[Data entries]
════════════════
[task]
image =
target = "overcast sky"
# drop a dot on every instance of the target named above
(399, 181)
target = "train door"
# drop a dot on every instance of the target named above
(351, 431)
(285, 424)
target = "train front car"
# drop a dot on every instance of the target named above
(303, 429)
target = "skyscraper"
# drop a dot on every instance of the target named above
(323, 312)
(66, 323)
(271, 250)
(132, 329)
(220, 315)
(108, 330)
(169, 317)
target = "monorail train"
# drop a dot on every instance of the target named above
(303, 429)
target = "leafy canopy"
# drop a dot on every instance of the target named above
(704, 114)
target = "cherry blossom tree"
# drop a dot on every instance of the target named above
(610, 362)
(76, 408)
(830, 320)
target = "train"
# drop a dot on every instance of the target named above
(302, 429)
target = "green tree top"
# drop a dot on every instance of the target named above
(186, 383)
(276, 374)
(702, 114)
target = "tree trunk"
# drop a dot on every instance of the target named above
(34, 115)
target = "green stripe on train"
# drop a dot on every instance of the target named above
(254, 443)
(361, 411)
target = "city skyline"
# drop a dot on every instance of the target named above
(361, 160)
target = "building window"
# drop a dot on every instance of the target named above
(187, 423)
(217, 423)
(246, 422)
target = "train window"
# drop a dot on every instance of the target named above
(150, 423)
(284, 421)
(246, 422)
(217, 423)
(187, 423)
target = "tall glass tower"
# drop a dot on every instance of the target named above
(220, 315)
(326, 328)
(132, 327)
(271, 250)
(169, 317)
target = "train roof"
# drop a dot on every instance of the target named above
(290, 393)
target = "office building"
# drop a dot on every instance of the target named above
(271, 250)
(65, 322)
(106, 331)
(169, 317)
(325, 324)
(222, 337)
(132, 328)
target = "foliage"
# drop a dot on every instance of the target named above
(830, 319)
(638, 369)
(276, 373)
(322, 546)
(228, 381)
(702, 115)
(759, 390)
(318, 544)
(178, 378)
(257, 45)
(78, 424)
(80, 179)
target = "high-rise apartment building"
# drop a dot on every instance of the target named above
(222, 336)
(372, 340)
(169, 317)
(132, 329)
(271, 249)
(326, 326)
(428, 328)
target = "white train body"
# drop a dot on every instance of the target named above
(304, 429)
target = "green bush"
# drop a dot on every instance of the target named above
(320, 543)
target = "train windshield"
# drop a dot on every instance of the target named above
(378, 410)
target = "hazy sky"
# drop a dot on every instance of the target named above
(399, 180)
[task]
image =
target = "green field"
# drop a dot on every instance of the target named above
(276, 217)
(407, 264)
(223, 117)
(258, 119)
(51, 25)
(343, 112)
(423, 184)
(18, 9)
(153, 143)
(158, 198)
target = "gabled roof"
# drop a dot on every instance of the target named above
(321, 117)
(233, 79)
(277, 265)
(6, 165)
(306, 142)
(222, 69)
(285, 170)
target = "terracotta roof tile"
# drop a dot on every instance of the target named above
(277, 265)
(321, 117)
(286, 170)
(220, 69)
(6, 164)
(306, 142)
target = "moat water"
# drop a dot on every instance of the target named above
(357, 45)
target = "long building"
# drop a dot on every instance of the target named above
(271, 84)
════════════════
## Required task:
Every line above should be written out again exactly as it stands.

## The output:
[task]
image =
target = "overcast sky"
# drop a dot on every instance of the target named above
(399, 181)
target = "train door"
# drop a dot on every instance of the target named above
(351, 431)
(285, 424)
target = "train front car"
# drop a dot on every instance of the target named above
(303, 429)
target = "skyscraper"
# drop a dot on every instance of the target named above
(323, 312)
(66, 323)
(271, 250)
(132, 329)
(220, 315)
(108, 330)
(169, 317)
target = "monorail train"
# drop a dot on every instance of the target named above
(303, 429)
target = "leafy canopy"
# drop a dot on every instance of the target named above
(704, 114)
target = "cherry blossom tree"
# drop a dot on every instance of the target named above
(610, 362)
(76, 408)
(830, 320)
target = "train"
# drop a dot on every instance of the target named above
(302, 429)
target = "green tree top"
# drop a dot on every instance of the target named above
(186, 383)
(276, 374)
(702, 114)
target = "tree trunk"
# drop a dot on every instance of the target named above
(34, 115)
target = "green stripe on train"
# drop a dot on every instance of the target named above
(254, 443)
(361, 411)
target = "city skyline"
# drop a dot on every instance of the target named above
(361, 160)
target = "building window"
# drop a dot on every instance of the target named above
(187, 423)
(217, 423)
(246, 422)
target = "train window"
# drop a dot on every instance of the target named above
(150, 423)
(284, 421)
(246, 422)
(217, 423)
(187, 423)
target = "tall glass tower"
# drop a dot on every instance of the target named above
(220, 315)
(326, 328)
(132, 327)
(271, 250)
(169, 317)
target = "train roof"
# drop a dot on every instance of the target named above
(290, 393)
target = "office building"
# drop a dot on every instance of the target named above
(271, 250)
(65, 322)
(106, 331)
(169, 317)
(325, 324)
(222, 337)
(132, 328)
target = "foliage"
# drop a dot on every instance of the target named above
(830, 319)
(638, 369)
(276, 373)
(322, 546)
(228, 381)
(702, 115)
(759, 390)
(318, 544)
(178, 378)
(257, 45)
(78, 424)
(80, 179)
target = "high-rise apartment building"
# drop a dot on every instance of the target named above
(222, 336)
(372, 340)
(169, 317)
(132, 329)
(271, 249)
(326, 326)
(428, 328)
target = "white train body"
# drop a dot on every instance of the target named above
(304, 429)
target = "green bush"
# drop a dot on every instance of the target named above
(320, 543)
target = "train windshield"
# drop a dot on every instance of the target named above
(378, 410)
target = "hazy sky"
# drop a dot on every instance of the target named above
(399, 180)
[task]
image =
target = "green field"
# drop a dot on every instance of the target named above
(276, 217)
(407, 264)
(223, 117)
(258, 119)
(51, 25)
(343, 112)
(423, 184)
(18, 9)
(153, 143)
(158, 198)
target = "gabled roof"
# drop a dot on every instance of the target named above
(321, 117)
(233, 79)
(277, 265)
(6, 165)
(306, 142)
(222, 69)
(285, 170)
target = "terracotta roof tile"
# drop a dot on every instance of the target named above
(277, 265)
(321, 117)
(286, 170)
(220, 69)
(6, 164)
(306, 142)
target = "moat water"
# drop a dot on every instance of the target named above
(357, 45)
target = "long building"
# drop a dot on every instance of the target named above
(271, 84)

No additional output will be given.